→ TASK STATEMENT
In the listing below, find each line containing "grassy" and report it.

== Segment start ==

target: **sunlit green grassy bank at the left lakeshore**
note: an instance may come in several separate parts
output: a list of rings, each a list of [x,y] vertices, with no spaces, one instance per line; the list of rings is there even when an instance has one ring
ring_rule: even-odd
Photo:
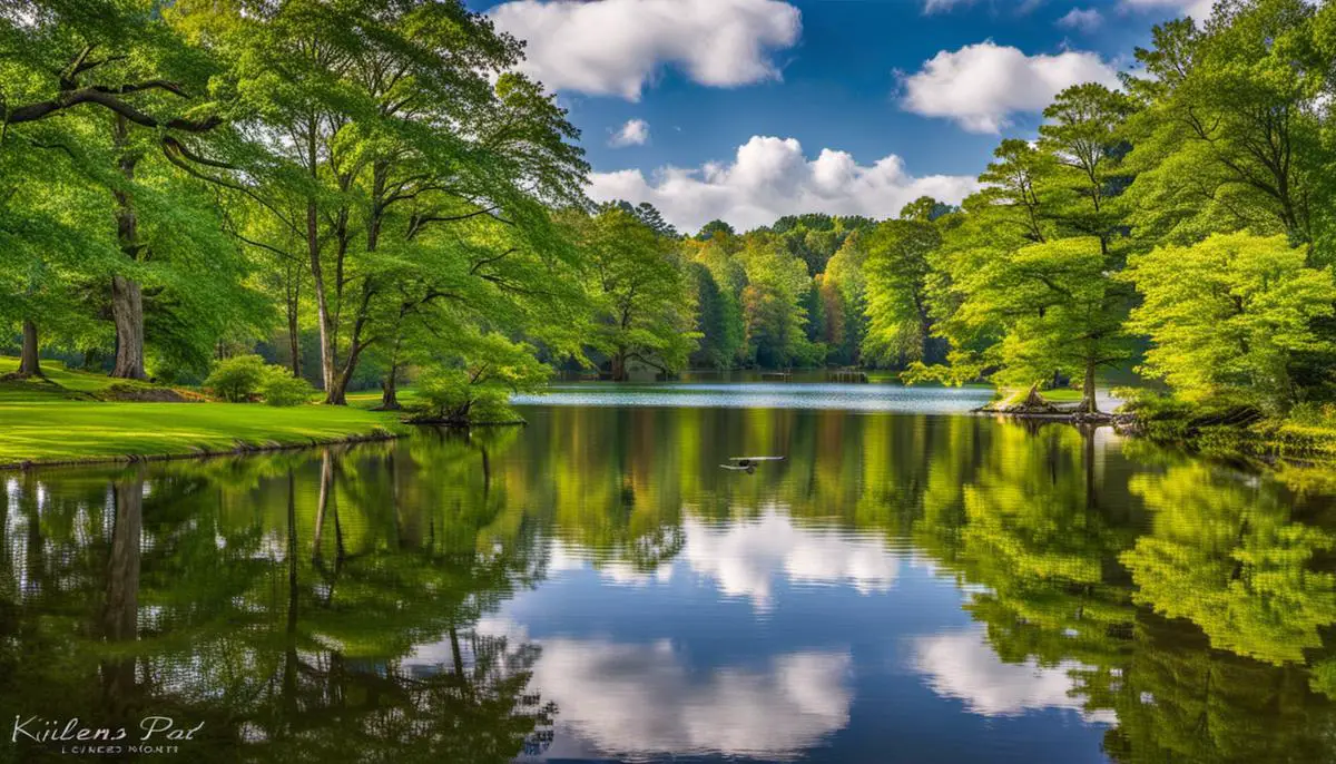
[[[0,377],[16,367],[16,359],[0,358]],[[100,398],[122,381],[52,362],[44,362],[44,371],[47,382],[0,382],[0,466],[228,453],[406,431],[397,415],[355,406],[108,402]]]

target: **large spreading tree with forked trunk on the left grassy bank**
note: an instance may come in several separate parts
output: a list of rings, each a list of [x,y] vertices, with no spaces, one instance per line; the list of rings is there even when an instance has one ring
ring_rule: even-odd
[[[465,299],[446,286],[518,298],[569,282],[552,278],[576,255],[546,206],[580,203],[588,167],[565,112],[512,71],[520,44],[486,17],[454,1],[326,11],[200,3],[187,19],[244,93],[253,156],[228,184],[278,223],[282,244],[253,243],[286,252],[289,236],[301,242],[326,402],[342,405],[363,354],[394,343],[405,301],[417,310]],[[489,230],[461,235],[462,247],[428,235],[460,224]],[[452,252],[450,275],[469,278],[434,283]],[[405,297],[395,284],[415,262],[430,267]]]

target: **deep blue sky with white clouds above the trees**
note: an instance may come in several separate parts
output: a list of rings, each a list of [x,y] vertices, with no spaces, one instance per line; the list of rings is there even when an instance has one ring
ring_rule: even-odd
[[[1210,0],[472,1],[526,40],[596,200],[685,232],[957,203],[1067,85],[1117,84],[1154,24]]]

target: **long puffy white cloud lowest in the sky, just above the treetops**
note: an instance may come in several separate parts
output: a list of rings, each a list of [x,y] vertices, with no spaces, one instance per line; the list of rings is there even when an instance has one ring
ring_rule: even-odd
[[[728,164],[665,167],[649,179],[640,170],[595,172],[589,195],[649,202],[679,230],[695,231],[715,218],[739,230],[802,212],[891,218],[925,194],[954,204],[977,186],[971,176],[915,178],[895,155],[862,166],[844,151],[823,148],[808,160],[792,138],[756,135]]]

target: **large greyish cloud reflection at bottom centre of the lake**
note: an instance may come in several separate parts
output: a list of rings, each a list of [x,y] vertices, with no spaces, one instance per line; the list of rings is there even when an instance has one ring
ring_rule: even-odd
[[[480,629],[522,633],[500,620]],[[848,724],[847,652],[803,650],[699,672],[668,640],[533,641],[542,654],[532,687],[557,703],[558,729],[609,753],[787,757]]]

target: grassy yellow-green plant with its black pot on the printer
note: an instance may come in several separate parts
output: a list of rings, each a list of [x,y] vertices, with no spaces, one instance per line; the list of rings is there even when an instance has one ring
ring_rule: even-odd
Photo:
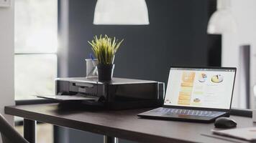
[[[114,71],[114,56],[122,41],[118,41],[115,37],[111,39],[107,35],[99,36],[99,38],[94,36],[92,41],[88,41],[99,62],[97,65],[99,81],[111,81]]]

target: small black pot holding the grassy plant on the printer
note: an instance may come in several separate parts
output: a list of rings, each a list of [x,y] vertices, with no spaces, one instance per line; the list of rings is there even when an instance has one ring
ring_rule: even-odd
[[[97,69],[100,82],[111,81],[114,72],[114,64],[98,64]]]

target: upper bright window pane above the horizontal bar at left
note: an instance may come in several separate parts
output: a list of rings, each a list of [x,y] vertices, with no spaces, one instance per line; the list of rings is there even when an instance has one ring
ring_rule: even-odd
[[[58,0],[15,1],[15,53],[55,53]]]

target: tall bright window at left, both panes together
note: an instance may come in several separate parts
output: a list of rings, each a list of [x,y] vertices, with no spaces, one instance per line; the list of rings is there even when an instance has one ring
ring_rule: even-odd
[[[15,99],[55,94],[58,0],[15,1]]]

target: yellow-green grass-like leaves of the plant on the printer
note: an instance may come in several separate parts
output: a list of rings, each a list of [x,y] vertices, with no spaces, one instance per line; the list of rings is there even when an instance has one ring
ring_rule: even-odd
[[[124,41],[124,39],[122,39]],[[91,49],[99,61],[99,64],[113,64],[114,56],[122,41],[118,41],[115,37],[111,39],[109,36],[94,36],[92,41],[88,41]]]

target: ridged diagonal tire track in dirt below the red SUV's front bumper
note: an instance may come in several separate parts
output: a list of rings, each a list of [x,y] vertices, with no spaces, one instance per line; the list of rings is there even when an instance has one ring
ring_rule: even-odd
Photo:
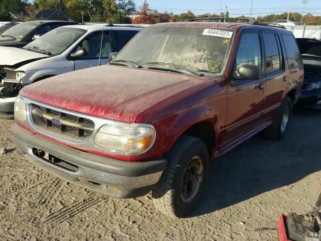
[[[62,223],[66,219],[69,219],[76,214],[86,210],[87,208],[107,199],[107,196],[101,195],[99,197],[88,197],[81,201],[74,202],[71,205],[63,207],[56,212],[49,214],[44,223],[57,224]]]

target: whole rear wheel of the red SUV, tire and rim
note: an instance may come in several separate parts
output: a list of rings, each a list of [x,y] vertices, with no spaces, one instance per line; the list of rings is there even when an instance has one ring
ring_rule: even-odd
[[[281,140],[285,137],[290,124],[292,112],[292,101],[285,96],[276,114],[273,123],[265,129],[265,137],[271,140]]]

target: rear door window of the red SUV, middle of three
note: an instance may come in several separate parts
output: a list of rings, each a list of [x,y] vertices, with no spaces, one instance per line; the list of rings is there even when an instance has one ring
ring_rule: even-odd
[[[271,73],[282,68],[282,53],[277,36],[274,33],[263,33],[265,47],[265,72]]]

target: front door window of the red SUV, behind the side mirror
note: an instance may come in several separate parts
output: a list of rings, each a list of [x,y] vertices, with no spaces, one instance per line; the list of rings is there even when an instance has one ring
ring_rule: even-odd
[[[236,69],[242,63],[261,66],[261,44],[257,33],[243,34],[236,54]]]

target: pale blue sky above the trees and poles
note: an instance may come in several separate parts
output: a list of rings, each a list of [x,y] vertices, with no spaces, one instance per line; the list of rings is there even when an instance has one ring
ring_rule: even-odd
[[[136,0],[137,7],[141,6],[144,0]],[[251,0],[223,0],[224,6],[228,6],[230,17],[241,15],[250,15]],[[158,10],[158,12],[173,12],[174,14],[186,13],[192,11],[196,15],[204,13],[219,14],[221,9],[221,0],[147,0],[149,8]],[[253,0],[252,16],[264,16],[267,14],[281,14],[288,12],[291,5],[291,12],[303,12],[302,0]],[[309,0],[305,4],[304,14],[311,13],[313,16],[321,16],[321,0]]]

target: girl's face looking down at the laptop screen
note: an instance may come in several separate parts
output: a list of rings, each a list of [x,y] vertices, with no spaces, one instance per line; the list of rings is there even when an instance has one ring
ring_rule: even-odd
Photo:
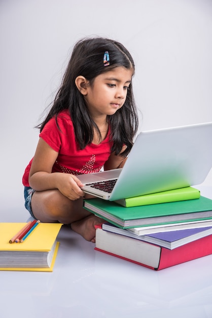
[[[113,115],[123,106],[132,74],[133,70],[117,67],[98,75],[93,84],[87,86],[85,100],[93,118]]]

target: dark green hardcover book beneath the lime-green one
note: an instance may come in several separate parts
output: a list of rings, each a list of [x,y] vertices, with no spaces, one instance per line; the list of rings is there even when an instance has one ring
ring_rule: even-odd
[[[125,208],[99,198],[84,200],[84,208],[120,228],[212,219],[212,200],[199,199]]]

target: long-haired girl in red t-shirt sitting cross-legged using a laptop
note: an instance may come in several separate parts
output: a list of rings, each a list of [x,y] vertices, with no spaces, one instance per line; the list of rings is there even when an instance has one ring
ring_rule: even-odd
[[[25,207],[95,242],[101,219],[83,208],[82,173],[123,167],[137,131],[134,62],[119,42],[88,38],[75,46],[23,175]]]

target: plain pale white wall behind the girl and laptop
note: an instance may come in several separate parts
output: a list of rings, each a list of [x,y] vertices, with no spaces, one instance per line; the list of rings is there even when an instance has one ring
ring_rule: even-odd
[[[212,1],[1,0],[1,213],[23,207],[33,127],[74,43],[95,35],[122,42],[134,58],[140,130],[212,121]]]

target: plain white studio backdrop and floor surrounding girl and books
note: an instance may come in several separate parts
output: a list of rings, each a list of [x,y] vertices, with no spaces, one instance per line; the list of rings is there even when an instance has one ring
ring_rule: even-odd
[[[212,0],[0,0],[0,221],[29,217],[21,179],[38,142],[33,127],[77,40],[110,37],[129,49],[141,130],[207,122],[211,18]],[[210,172],[200,190],[212,199],[211,185]],[[211,318],[212,256],[156,272],[68,230],[53,273],[0,272],[2,317]]]

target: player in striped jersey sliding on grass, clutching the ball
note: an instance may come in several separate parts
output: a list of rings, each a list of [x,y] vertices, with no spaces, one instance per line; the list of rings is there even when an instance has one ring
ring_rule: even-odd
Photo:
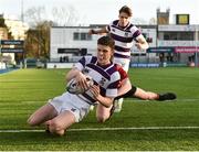
[[[88,89],[83,94],[69,91],[57,96],[30,118],[30,126],[44,123],[50,133],[63,135],[65,130],[75,122],[80,122],[90,111],[91,105],[97,104],[97,120],[103,122],[113,106],[113,99],[117,96],[119,73],[112,63],[114,54],[114,40],[102,36],[97,41],[97,56],[84,56],[66,74],[66,80],[76,78],[82,88]],[[83,74],[84,73],[84,74]],[[94,85],[87,88],[86,75],[93,78]]]

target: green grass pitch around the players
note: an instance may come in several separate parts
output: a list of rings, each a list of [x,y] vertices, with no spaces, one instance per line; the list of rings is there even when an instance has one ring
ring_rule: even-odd
[[[31,130],[28,117],[49,98],[64,91],[65,69],[20,69],[0,75],[0,131]],[[121,113],[100,124],[95,111],[72,129],[199,127],[199,68],[134,68],[132,83],[146,90],[175,91],[175,101],[126,99]],[[33,128],[33,129],[41,129]],[[0,132],[0,151],[198,151],[199,129]]]

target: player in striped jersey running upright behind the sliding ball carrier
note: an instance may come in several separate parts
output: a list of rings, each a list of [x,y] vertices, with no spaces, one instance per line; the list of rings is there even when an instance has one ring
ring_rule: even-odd
[[[114,63],[121,64],[123,68],[128,72],[129,62],[130,62],[130,48],[134,44],[138,50],[147,50],[148,43],[140,33],[139,29],[132,24],[130,18],[133,13],[130,8],[124,6],[119,10],[118,20],[111,22],[100,30],[90,30],[88,34],[102,34],[109,33],[109,35],[115,40],[115,53],[114,53]],[[117,102],[116,112],[122,110],[123,99],[119,99]]]

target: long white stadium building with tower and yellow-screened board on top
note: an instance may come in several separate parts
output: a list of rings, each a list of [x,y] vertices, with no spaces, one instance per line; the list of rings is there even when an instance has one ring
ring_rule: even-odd
[[[176,14],[169,24],[169,11],[157,9],[157,24],[137,25],[149,43],[147,51],[132,48],[134,67],[195,66],[198,65],[199,24],[189,24],[189,14]],[[52,63],[76,62],[82,55],[96,53],[96,40],[102,35],[88,35],[90,26],[52,26],[50,61]]]

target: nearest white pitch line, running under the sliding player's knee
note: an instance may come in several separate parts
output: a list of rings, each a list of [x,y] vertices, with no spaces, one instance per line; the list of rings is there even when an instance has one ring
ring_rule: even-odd
[[[199,129],[199,127],[130,127],[130,128],[82,128],[82,129],[69,129],[67,131],[114,131],[114,130],[178,130],[178,129]],[[44,130],[3,130],[0,132],[44,132]]]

== Segment end ==

→ ANSWER TO THIS PROBLEM
target: **sunlit green grassy bank at the left lakeshore**
target: **large spreading tree with forked trunk on the left grassy bank**
target: grassy yellow-green plant with its black pot on the printer
target: small black pot holding the grassy plant on the printer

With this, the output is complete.